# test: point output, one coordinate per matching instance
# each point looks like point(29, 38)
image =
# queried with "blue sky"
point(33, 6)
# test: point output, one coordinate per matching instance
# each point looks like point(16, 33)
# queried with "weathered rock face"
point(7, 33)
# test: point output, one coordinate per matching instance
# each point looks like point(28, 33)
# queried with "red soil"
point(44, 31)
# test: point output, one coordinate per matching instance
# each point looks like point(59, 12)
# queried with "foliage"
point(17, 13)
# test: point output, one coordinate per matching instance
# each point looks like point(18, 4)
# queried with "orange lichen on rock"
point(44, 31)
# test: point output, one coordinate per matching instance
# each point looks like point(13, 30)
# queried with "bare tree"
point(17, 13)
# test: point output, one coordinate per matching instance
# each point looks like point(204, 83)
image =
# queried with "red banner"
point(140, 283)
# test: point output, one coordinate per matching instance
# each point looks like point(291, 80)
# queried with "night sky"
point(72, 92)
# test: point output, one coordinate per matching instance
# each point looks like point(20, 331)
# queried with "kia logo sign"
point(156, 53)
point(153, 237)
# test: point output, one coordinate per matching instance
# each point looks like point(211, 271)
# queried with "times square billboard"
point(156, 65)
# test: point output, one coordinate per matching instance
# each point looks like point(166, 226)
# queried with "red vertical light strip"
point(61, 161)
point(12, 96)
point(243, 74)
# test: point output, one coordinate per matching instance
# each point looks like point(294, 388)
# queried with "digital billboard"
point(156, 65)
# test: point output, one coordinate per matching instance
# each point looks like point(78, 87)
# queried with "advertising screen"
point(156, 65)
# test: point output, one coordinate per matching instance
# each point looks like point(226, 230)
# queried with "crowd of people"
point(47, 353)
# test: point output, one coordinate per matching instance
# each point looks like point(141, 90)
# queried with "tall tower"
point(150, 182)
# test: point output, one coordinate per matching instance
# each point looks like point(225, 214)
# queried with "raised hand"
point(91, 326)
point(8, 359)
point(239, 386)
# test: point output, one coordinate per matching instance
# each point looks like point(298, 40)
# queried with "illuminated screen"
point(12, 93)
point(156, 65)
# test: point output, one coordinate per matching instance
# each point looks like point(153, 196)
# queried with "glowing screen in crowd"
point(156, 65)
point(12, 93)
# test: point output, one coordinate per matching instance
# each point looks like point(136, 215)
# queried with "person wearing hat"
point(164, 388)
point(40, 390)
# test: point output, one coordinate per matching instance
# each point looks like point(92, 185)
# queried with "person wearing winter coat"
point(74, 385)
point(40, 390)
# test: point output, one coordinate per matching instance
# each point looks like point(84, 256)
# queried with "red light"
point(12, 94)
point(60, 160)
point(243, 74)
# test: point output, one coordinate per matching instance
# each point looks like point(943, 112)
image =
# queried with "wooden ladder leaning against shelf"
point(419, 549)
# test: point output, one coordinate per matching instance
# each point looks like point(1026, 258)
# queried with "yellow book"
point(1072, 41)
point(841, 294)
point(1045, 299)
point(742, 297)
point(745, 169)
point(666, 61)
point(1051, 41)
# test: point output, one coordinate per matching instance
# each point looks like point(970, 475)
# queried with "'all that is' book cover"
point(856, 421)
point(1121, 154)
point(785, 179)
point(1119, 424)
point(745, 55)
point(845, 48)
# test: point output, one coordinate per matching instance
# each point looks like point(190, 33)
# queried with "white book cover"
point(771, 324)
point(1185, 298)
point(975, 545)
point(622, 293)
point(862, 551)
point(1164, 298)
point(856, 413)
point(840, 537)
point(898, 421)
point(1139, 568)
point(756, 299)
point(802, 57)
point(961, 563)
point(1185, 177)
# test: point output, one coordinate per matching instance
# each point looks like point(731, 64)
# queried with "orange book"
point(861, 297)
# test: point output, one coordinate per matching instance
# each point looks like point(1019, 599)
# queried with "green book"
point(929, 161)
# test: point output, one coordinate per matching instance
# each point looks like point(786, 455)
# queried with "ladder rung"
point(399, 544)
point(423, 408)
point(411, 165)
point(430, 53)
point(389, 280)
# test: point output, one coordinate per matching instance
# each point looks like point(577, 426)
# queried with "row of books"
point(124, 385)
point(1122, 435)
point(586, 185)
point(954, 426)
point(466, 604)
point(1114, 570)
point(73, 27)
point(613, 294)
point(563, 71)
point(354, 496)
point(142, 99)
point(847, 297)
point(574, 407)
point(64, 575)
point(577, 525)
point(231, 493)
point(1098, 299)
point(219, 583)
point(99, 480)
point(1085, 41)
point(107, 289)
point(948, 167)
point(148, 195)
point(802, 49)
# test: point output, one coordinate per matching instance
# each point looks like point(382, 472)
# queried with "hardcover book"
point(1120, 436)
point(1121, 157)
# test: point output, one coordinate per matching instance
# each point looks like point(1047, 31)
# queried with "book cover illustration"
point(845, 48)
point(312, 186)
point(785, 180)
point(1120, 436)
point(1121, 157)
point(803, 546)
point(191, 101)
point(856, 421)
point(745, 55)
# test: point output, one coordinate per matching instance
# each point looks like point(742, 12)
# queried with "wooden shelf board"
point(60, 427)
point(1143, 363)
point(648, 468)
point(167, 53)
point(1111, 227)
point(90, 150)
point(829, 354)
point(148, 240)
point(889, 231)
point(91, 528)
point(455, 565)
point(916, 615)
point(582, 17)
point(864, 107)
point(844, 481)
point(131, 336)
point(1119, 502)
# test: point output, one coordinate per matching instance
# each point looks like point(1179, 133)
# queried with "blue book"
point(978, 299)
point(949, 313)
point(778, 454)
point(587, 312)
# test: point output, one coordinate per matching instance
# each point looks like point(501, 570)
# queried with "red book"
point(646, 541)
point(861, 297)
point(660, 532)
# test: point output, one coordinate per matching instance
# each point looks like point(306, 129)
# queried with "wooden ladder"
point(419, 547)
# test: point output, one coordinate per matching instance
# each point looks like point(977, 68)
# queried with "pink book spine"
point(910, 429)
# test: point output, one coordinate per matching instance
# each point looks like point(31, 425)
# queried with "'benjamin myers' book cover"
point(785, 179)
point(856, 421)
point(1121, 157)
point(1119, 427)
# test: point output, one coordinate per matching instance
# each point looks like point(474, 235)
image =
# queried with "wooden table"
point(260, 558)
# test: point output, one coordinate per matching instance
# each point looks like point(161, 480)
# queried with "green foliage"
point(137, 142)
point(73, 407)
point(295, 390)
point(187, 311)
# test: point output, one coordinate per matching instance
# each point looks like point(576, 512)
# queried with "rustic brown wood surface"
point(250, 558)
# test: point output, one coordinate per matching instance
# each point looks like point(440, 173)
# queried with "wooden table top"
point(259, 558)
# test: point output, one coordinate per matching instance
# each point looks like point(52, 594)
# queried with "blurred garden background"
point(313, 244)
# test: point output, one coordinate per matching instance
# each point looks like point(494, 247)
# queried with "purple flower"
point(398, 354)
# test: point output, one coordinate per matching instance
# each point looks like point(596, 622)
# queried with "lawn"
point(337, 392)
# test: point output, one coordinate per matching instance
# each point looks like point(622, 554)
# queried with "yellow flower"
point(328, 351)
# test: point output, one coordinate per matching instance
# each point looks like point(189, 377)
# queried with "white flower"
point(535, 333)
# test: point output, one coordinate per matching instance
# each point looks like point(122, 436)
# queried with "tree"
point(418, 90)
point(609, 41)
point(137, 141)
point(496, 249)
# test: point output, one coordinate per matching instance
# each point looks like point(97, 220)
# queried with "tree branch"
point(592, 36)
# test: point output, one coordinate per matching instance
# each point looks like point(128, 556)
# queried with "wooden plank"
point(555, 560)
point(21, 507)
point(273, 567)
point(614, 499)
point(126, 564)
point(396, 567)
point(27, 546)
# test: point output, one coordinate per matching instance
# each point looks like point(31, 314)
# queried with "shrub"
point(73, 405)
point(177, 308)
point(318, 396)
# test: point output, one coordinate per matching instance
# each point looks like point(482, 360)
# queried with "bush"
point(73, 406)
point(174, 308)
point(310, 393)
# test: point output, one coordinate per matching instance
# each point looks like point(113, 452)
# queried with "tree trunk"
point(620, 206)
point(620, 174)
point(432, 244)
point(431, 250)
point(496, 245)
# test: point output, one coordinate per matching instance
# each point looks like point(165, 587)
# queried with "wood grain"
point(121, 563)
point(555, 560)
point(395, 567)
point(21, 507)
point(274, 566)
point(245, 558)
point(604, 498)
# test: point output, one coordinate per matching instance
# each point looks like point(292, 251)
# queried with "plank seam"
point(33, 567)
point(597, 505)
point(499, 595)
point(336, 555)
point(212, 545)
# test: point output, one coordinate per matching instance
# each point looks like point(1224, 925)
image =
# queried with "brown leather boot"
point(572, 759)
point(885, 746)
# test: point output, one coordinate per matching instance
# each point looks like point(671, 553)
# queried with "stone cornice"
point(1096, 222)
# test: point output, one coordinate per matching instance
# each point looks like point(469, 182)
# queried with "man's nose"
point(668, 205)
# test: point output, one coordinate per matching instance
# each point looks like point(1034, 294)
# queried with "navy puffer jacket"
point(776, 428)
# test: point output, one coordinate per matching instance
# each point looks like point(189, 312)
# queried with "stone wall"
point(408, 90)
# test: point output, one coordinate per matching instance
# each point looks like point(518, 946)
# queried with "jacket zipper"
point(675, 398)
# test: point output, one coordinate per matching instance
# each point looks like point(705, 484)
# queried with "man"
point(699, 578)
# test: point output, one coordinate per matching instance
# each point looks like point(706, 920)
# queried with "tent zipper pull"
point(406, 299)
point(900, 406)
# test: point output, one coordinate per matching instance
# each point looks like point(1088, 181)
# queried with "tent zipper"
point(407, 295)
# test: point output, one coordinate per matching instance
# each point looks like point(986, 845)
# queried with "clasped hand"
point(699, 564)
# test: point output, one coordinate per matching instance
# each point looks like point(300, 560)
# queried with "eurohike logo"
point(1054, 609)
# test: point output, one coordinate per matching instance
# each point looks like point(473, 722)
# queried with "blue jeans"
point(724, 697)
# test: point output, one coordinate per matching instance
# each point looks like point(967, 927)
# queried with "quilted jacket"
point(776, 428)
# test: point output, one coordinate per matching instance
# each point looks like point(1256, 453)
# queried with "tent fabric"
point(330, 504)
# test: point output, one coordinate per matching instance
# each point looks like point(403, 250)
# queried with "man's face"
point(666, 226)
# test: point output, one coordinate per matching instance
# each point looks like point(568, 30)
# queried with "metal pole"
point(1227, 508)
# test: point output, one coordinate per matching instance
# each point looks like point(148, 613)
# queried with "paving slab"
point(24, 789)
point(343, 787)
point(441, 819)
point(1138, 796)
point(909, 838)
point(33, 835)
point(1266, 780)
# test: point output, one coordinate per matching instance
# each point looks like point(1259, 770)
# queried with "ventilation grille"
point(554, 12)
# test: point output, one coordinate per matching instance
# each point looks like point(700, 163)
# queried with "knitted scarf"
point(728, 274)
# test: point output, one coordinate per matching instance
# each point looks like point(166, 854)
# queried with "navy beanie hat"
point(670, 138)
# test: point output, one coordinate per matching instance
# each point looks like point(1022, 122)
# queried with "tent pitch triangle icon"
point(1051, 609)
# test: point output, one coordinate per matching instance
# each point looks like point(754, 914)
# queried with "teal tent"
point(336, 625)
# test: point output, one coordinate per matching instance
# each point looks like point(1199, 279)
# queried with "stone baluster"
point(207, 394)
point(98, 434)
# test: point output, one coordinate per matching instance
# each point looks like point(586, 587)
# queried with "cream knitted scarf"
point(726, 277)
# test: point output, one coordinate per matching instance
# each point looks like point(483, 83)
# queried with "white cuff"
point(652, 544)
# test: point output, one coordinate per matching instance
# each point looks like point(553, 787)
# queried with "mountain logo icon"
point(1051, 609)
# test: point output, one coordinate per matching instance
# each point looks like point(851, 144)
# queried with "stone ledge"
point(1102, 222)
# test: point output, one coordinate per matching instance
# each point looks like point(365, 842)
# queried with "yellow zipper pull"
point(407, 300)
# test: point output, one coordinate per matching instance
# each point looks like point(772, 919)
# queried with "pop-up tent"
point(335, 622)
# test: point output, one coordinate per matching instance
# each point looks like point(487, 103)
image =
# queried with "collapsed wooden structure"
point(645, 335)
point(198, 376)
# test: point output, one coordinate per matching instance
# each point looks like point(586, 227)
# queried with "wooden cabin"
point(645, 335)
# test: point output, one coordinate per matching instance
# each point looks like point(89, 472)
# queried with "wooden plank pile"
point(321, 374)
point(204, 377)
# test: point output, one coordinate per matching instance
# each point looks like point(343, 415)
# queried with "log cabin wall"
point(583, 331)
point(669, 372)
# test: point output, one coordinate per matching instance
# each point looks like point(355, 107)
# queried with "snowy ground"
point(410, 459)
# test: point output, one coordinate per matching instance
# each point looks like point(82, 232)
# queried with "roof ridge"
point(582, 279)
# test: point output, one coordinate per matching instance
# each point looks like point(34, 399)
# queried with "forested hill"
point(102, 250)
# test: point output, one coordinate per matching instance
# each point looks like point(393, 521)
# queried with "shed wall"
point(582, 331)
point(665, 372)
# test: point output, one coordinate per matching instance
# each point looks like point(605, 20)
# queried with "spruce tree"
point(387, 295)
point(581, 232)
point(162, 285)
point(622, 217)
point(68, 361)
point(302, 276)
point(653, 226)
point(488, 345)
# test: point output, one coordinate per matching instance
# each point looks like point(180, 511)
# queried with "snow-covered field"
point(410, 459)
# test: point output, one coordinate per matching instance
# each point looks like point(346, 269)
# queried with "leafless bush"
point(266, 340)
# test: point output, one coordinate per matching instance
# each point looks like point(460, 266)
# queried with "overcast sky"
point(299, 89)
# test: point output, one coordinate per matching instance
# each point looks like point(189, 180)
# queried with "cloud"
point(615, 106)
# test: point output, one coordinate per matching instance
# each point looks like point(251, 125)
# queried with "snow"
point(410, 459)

* _Set problem_
Repeat the lines from the very first one through the line with "point(33, 6)", switching "blue sky" to "clear sky" and leaving everything else as it is.

* _Answer to the exercise_
# test: point output, one coordinate per matching instance
# each point looks like point(29, 38)
image =
# queried with "clear sky"
point(33, 6)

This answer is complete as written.